When morning broke, they assembled all the workmen they could muster, and manning a cutter with the crew of the launch, they went off to the Sheerness, which had been driven on shore to the west of York Island.
There a most distressing sight presented itself; two vessels had been driven on shore, one of which was totally lost. The Sheerness had parted her cables during the night, and for a time her situation was exceedingly perilous, it was impossible to stand upon deck till the main and mizen masts had been cut away. The water rose above the orlop deck till it became level with the surface of the sea.
Not a barrack-house or tree escaped the ravages of the storm; many were levelled with the ground, others extensively damaged, and the hospital was completely unroofed, which rendered the situation of the sick most deplorable. One of the patients was killed by the falling beams. Several Europeans fell a sacrifice to the storm, many of them being exposed to the torrents of rain without any place of shelter within reach.
Lord George Stuart, the officers and crew of the Sheerness were acquitted of all blame respecting the loss of that vessel, it being the opinion of the court, that ’Every exertion was made for the preservation of the ship by the captain, officers, and crew upon that trying occasion; and that, owing to the violence of the hurricane, the loss of the ship was inevitable; and every subsequent attempt to get her afloat proved ineffectual, in consequence of the damage she had sustained in grounding when driven on shore, from the impossibility of keeping her free by means of the pumps.’
Lord George Stuart entered the navy in the year 1793 as a midshipman on board the Providence, in which ship he had the misfortune to be wrecked in the year 1797.
He received his post rank in 1804, and was almost constantly employed from that time until 1809, when he assumed the command of a light squadron at the mouth of the Elbe.
Here he performed an important service in taking the town of Gessendorf, situated on the banks of the Weser, and in driving from the fortress a body of French troops who had made frequent predatory and piratical excursions in the neighbourhood of Cuxhaven.
A few days after the defeat of the French, the gallant Duke of Brunswick also arrived on the opposite banks of the Weser, after having almost succeeded in effecting his retreat through the heart of Germany. By the previous dispersion of the enemy and the destruction of the fortress, he succeeded in crossing the river and escaping his pursuers, who would otherwise, in all probability, have captured or destroyed the whole of his detachment.

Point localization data

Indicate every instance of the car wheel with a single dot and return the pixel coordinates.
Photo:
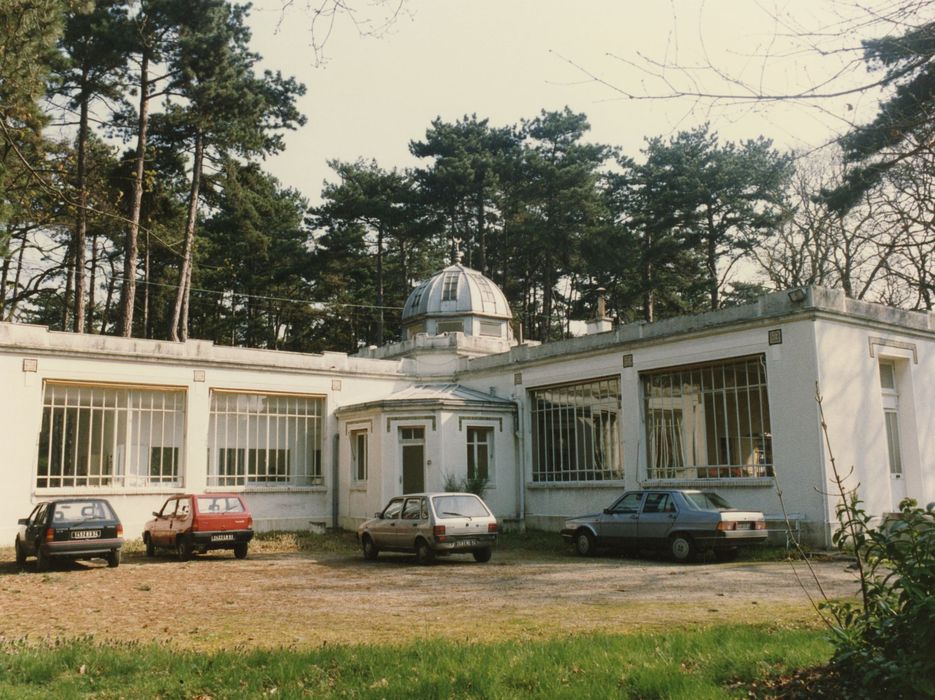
(482, 555)
(183, 548)
(682, 548)
(726, 554)
(42, 560)
(584, 543)
(371, 551)
(424, 553)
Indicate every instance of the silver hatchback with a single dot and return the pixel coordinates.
(430, 525)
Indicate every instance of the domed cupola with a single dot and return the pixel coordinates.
(457, 299)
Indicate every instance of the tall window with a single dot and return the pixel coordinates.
(359, 454)
(100, 435)
(264, 439)
(708, 421)
(480, 453)
(575, 432)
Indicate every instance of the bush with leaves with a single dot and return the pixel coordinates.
(885, 643)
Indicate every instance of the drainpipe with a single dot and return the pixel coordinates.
(334, 481)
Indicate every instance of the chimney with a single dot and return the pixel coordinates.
(601, 323)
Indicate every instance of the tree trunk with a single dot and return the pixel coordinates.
(180, 311)
(81, 225)
(379, 338)
(131, 248)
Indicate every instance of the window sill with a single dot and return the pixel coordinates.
(725, 482)
(607, 483)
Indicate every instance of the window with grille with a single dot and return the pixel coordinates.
(359, 454)
(106, 435)
(575, 432)
(708, 421)
(480, 453)
(450, 286)
(264, 440)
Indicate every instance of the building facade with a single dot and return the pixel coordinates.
(724, 401)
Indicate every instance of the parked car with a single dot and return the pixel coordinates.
(197, 523)
(69, 528)
(683, 521)
(430, 525)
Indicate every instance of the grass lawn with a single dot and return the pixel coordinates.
(718, 662)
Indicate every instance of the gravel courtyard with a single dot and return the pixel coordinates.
(308, 599)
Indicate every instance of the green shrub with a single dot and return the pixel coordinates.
(885, 644)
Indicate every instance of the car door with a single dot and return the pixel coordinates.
(618, 524)
(35, 528)
(161, 532)
(413, 520)
(385, 530)
(657, 517)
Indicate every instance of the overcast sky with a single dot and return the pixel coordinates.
(508, 59)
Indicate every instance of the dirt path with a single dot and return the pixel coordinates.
(308, 600)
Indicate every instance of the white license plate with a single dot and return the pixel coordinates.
(85, 534)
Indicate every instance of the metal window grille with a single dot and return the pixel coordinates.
(450, 287)
(110, 436)
(575, 432)
(708, 421)
(479, 452)
(359, 454)
(264, 439)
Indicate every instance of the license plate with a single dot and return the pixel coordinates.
(85, 534)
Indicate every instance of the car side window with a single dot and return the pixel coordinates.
(630, 503)
(658, 503)
(169, 508)
(392, 510)
(413, 509)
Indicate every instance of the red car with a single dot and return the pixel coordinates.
(197, 523)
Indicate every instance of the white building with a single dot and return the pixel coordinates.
(723, 400)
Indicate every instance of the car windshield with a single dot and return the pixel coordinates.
(217, 505)
(81, 511)
(706, 500)
(459, 507)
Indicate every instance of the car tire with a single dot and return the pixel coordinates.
(682, 547)
(183, 547)
(42, 560)
(585, 545)
(424, 554)
(371, 551)
(482, 555)
(726, 554)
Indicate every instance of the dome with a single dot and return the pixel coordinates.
(457, 299)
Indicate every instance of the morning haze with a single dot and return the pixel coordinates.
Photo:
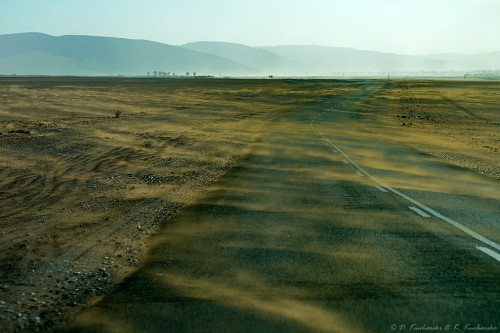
(249, 166)
(251, 38)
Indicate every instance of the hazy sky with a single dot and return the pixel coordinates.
(399, 26)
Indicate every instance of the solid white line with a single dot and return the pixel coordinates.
(415, 202)
(489, 252)
(419, 212)
(381, 189)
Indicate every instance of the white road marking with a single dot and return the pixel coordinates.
(419, 212)
(431, 211)
(381, 189)
(489, 252)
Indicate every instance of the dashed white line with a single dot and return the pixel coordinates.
(381, 189)
(413, 201)
(489, 252)
(419, 212)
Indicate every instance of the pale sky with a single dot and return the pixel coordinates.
(396, 26)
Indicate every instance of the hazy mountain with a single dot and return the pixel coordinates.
(331, 60)
(40, 54)
(35, 53)
(261, 59)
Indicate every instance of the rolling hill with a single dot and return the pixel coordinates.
(41, 54)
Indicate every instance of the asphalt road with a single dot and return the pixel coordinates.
(323, 227)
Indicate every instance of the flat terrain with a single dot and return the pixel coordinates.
(261, 197)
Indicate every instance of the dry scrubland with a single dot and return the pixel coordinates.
(458, 121)
(90, 167)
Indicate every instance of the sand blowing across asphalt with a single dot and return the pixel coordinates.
(90, 167)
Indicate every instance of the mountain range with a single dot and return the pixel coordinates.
(41, 54)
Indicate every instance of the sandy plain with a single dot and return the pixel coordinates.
(91, 167)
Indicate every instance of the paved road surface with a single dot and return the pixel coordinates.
(325, 227)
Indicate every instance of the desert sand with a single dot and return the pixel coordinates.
(91, 167)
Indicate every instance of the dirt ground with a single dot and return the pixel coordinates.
(457, 121)
(90, 167)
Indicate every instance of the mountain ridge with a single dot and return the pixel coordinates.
(42, 54)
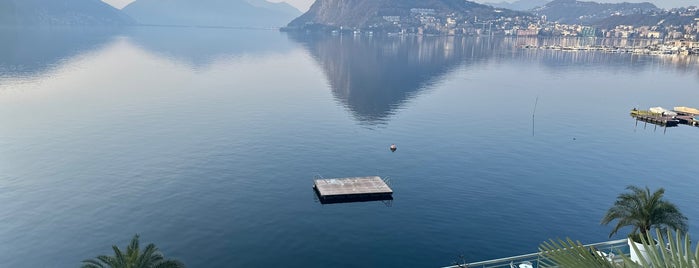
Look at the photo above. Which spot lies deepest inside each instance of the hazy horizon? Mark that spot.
(304, 5)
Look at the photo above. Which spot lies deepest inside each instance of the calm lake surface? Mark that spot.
(206, 141)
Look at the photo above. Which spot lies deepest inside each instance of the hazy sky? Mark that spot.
(304, 4)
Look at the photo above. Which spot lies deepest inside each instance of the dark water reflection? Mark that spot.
(374, 77)
(32, 51)
(199, 47)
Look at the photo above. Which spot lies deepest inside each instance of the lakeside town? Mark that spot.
(658, 38)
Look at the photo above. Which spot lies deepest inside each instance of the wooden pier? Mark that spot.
(352, 189)
(654, 118)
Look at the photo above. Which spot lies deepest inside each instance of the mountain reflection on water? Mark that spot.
(199, 47)
(32, 51)
(373, 77)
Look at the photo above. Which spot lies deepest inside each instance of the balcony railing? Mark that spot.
(614, 247)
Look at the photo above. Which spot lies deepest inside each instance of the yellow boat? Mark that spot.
(687, 110)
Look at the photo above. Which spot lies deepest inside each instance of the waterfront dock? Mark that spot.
(352, 189)
(655, 118)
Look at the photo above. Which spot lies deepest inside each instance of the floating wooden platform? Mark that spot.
(352, 189)
(654, 118)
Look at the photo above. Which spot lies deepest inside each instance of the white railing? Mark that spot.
(615, 247)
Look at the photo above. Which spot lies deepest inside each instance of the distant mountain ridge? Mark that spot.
(60, 13)
(572, 11)
(521, 5)
(227, 13)
(373, 13)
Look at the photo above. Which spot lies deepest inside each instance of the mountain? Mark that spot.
(227, 13)
(572, 11)
(60, 12)
(383, 13)
(522, 5)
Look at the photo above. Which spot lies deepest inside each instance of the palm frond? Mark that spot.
(570, 254)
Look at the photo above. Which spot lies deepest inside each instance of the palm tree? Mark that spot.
(569, 254)
(644, 210)
(133, 258)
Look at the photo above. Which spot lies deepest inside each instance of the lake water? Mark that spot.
(206, 141)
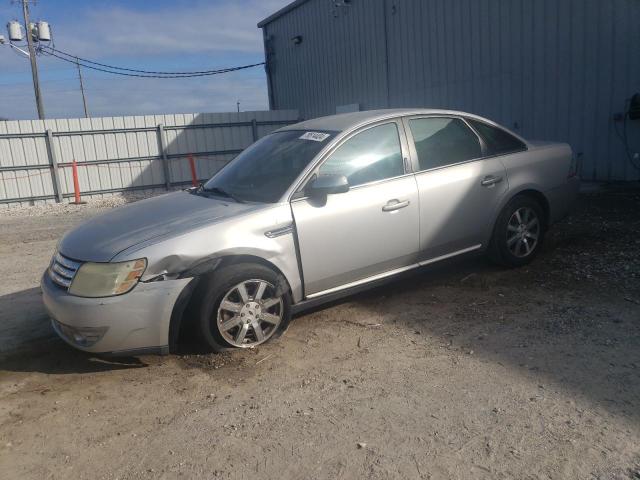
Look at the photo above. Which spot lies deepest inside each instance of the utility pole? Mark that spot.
(84, 100)
(32, 57)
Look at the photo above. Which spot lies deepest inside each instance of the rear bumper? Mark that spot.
(563, 199)
(126, 324)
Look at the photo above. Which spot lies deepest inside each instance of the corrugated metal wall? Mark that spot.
(122, 153)
(549, 69)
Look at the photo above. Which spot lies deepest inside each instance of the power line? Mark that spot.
(139, 73)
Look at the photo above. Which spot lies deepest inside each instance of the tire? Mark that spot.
(256, 308)
(518, 233)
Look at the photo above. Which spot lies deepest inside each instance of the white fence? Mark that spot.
(118, 154)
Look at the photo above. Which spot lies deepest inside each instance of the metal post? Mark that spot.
(84, 100)
(55, 173)
(254, 129)
(32, 57)
(163, 156)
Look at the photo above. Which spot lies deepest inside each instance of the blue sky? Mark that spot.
(152, 35)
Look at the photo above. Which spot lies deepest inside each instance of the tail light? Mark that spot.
(573, 167)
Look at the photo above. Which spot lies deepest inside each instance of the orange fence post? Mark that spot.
(76, 182)
(194, 176)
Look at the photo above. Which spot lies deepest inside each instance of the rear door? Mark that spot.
(373, 228)
(459, 189)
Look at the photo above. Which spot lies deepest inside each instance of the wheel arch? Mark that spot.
(191, 294)
(531, 191)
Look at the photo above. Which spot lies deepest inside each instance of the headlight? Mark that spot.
(107, 279)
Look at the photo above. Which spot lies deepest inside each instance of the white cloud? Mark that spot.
(106, 96)
(183, 28)
(219, 30)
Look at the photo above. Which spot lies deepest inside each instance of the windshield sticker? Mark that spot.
(315, 136)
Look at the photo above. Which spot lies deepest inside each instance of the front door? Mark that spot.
(374, 227)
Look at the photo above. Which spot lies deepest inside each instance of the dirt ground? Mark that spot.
(462, 371)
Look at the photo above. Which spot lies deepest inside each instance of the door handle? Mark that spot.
(490, 180)
(393, 205)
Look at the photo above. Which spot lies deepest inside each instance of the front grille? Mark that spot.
(62, 270)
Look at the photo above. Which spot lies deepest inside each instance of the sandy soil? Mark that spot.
(463, 371)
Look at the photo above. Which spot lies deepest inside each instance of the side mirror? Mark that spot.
(324, 185)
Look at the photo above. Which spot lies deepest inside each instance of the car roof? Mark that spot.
(348, 121)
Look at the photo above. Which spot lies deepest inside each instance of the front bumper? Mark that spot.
(137, 321)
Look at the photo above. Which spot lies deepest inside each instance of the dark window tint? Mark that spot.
(372, 155)
(264, 171)
(443, 141)
(498, 141)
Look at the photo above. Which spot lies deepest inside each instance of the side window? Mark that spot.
(443, 141)
(498, 141)
(374, 154)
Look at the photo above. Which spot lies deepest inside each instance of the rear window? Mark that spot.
(499, 142)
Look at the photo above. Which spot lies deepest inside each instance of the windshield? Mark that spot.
(264, 171)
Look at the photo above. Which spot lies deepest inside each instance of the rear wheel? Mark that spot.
(244, 306)
(518, 233)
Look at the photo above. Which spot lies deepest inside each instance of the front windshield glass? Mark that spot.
(264, 171)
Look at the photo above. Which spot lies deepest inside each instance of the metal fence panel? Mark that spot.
(117, 154)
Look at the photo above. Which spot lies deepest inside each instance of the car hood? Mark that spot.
(104, 236)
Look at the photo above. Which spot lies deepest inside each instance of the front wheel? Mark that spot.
(244, 306)
(518, 233)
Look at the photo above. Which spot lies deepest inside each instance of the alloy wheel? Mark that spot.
(249, 313)
(523, 232)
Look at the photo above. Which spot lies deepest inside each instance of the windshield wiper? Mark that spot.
(222, 192)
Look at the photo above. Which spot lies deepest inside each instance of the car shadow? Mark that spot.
(567, 322)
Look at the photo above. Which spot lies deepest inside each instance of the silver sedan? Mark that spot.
(310, 212)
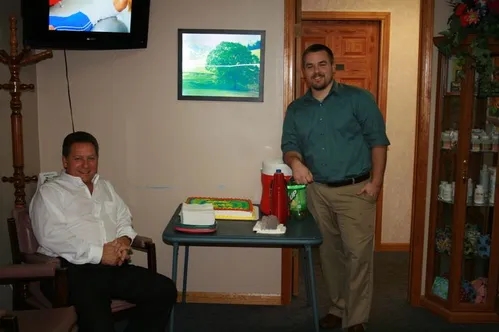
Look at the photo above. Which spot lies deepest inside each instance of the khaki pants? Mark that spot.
(346, 221)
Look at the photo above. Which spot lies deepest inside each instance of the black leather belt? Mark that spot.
(349, 181)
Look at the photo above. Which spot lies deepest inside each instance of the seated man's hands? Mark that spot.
(116, 252)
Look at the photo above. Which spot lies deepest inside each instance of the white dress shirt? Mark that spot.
(70, 222)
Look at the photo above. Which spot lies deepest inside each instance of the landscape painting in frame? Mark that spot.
(221, 64)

(Task instructions):
1 – Reproduce word for word the portion of the Sheerness account starting at "When morning broke, they" and ending at "of the sea.".
2 – According to the Sheerness account, why did every attempt to get the ship afloat after the hurricane fail?
The lines above play no part in anything asked about the Sheerness account.

(Task results):
1 –
When morning broke, they assembled all the workmen they could muster, and manning a cutter with the crew of the launch, they went off to the Sheerness, which had been driven on shore to the west of York Island.
There a most distressing sight presented itself; two vessels had been driven on shore, one of which was totally lost. The Sheerness had parted her cables during the night, and for a time her situation was exceedingly perilous, it was impossible to stand upon deck till the main and mizen masts had been cut away. The water rose above the orlop deck till it became level with the surface of the sea.

2 – The attempts failed because of the damage the ship had taken in grounding when driven on shore. That damage made it impossible to keep her free of water with the pumps.